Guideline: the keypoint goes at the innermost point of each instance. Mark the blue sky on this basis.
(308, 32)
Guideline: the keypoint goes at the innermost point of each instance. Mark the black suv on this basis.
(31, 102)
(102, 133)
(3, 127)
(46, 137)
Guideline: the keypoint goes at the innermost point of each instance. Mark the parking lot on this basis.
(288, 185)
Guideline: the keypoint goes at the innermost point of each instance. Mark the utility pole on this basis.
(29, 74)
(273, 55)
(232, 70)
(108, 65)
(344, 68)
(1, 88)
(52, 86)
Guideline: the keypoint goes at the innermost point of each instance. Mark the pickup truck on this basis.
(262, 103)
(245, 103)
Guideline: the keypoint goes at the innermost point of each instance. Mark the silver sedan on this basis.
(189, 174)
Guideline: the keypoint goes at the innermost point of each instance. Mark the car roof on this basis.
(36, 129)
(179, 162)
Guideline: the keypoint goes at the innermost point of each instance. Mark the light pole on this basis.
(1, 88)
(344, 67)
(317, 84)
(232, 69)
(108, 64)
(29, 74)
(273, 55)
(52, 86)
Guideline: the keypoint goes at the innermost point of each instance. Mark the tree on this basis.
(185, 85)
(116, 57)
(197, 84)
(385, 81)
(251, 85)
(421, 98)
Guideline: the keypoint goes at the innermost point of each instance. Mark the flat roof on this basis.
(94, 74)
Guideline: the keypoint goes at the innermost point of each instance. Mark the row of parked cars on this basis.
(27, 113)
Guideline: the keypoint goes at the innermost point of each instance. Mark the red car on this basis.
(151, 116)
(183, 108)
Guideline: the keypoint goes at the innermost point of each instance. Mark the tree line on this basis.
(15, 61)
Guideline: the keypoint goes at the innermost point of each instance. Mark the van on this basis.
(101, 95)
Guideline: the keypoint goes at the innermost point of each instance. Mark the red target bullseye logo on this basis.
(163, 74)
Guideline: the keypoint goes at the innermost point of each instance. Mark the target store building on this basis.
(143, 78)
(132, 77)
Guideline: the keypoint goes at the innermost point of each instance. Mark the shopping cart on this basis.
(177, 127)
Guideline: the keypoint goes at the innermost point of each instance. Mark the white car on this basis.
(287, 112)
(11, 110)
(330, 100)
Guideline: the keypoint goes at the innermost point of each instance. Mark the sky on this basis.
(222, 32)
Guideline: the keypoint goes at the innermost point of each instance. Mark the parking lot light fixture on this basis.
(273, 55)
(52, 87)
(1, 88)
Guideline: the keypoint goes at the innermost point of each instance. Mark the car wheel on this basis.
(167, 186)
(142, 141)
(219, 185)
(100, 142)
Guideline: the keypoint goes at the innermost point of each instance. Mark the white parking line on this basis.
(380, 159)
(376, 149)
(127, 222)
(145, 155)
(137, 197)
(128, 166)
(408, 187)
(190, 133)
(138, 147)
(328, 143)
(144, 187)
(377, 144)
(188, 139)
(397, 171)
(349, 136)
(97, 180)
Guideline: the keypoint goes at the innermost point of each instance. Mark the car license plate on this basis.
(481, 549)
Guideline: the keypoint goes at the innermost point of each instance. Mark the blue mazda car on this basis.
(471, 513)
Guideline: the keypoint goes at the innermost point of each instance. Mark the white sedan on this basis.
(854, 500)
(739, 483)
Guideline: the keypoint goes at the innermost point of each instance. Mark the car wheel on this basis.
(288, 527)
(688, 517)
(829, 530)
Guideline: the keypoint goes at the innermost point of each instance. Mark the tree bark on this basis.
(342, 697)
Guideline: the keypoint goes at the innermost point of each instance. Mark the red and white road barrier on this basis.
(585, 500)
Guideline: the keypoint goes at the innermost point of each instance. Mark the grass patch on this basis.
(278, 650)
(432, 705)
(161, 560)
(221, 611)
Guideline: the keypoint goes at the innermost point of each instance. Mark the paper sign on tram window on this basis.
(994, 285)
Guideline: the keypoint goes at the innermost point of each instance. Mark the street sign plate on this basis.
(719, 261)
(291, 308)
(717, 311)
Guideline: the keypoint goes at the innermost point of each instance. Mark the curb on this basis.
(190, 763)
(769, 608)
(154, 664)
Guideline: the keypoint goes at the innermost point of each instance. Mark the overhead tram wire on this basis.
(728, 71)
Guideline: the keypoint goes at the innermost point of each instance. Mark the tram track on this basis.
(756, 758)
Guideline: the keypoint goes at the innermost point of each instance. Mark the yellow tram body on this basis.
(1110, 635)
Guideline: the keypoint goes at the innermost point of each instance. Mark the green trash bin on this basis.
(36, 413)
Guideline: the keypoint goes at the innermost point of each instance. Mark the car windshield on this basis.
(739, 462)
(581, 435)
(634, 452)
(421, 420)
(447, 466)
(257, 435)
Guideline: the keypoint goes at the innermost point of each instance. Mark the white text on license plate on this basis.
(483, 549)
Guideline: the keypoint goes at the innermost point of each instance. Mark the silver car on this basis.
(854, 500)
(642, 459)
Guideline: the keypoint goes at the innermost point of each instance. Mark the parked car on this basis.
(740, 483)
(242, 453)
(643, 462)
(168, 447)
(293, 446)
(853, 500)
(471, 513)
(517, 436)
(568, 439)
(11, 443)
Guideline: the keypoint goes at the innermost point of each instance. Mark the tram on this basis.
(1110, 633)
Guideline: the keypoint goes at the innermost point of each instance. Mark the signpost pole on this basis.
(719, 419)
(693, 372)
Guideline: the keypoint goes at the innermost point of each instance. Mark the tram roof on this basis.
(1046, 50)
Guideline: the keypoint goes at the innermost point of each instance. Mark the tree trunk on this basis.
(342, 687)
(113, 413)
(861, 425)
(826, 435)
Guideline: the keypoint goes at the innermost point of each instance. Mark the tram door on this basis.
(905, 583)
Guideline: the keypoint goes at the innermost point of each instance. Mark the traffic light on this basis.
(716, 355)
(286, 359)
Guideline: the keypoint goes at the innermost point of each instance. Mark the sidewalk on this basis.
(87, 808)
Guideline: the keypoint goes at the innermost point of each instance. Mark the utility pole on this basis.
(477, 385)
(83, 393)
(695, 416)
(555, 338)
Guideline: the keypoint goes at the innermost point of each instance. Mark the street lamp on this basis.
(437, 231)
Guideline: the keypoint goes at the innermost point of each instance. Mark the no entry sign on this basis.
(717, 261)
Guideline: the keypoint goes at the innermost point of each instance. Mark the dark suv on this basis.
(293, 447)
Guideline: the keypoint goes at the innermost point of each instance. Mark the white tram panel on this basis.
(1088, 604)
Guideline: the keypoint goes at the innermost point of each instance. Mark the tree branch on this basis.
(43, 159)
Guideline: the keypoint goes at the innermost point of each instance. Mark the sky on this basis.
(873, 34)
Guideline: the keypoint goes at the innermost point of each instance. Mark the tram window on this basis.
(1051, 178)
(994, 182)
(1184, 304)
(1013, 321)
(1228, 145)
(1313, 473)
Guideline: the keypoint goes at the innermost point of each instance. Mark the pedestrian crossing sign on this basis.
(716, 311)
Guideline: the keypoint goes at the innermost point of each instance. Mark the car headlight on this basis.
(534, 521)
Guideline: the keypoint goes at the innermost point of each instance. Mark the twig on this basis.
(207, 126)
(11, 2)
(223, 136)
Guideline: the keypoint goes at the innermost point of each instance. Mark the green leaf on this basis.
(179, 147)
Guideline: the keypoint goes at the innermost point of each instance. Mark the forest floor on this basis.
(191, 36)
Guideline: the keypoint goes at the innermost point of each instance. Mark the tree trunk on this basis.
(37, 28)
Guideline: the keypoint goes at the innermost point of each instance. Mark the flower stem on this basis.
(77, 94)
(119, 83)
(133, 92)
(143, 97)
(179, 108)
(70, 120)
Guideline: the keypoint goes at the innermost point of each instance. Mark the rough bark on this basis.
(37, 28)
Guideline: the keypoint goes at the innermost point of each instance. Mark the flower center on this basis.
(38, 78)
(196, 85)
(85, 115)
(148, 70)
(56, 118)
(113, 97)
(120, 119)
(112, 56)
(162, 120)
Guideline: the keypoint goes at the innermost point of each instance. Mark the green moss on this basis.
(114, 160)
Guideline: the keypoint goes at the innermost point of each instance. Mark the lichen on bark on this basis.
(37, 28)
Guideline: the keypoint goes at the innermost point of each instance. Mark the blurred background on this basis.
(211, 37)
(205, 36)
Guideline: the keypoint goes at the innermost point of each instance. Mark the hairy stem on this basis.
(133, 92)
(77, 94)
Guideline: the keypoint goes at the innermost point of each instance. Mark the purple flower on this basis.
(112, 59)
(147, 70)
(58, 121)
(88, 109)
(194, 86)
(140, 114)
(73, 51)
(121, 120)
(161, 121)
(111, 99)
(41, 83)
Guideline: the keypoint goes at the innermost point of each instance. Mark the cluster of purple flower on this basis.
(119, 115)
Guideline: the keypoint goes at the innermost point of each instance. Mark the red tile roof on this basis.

-- -- --

» **Task prompt**
Starting at the line that contains "crossing sign on this basis.", copy each line exactly through the end of the listing above. Include that first line and the last one, and add nothing.

» **Task response**
Guideline: the keypoint goes at the innermost point of each instance. Mark the pedestrian crossing sign on this basis.
(716, 311)
Guideline: the keypoint goes at the innermost point of each instance. Mark the car headlight on this basis.
(534, 521)
Guideline: the keypoint goes at the innermost point of each instance. Mark the twig on this basis.
(207, 126)
(11, 2)
(223, 136)
Guideline: the keypoint goes at the innermost point of each instance. Mark the green leaf on this basis.
(179, 147)
Guideline: the keypoint goes at the innermost point of each instance. Mark the forest floor on this basis.
(191, 36)
Guideline: the keypoint goes at the innermost point of each instance. Mark the tree trunk on this basis.
(37, 28)
Guideline: the keypoint goes at the innermost point of each instance. Mark the flower stem on this basis.
(77, 94)
(119, 83)
(133, 92)
(143, 97)
(179, 108)
(70, 120)
Guideline: the keypoint goes at the innermost point of each instance. Mark the rough bark on this basis.
(37, 28)
Guideline: the keypoint goes at the innermost point of each instance. Mark the flower center on this basis.
(38, 78)
(196, 85)
(85, 115)
(148, 70)
(56, 118)
(113, 97)
(120, 119)
(112, 56)
(162, 120)
Guideline: the keypoint goes at the innermost point of each instance. Mark the green moss on this basis.
(114, 160)
Guideline: the keypoint goes at the innermost point of each instance. Mark the lichen on bark on this basis.
(37, 28)
Guideline: the keypoint goes at the innermost point of each instance. Mark the blurred background on this basis.
(211, 37)
(205, 36)
Guideline: the keypoint goes at the innermost point of each instance. Mark the hairy stem on this basis.
(133, 92)
(77, 94)
Guideline: the keypoint goes at the innermost point of each instance. Mark the purple flower on this basis.
(112, 59)
(147, 70)
(58, 121)
(88, 109)
(194, 86)
(140, 114)
(73, 51)
(121, 120)
(161, 121)
(111, 99)
(41, 83)
Guideline: the keypoint goes at the innermost point of each instance. Mark the cluster of purple flower on this basis.
(119, 115)
Guideline: the keypoint goes at the innermost point of each instance. Mark the red tile roof on this basis.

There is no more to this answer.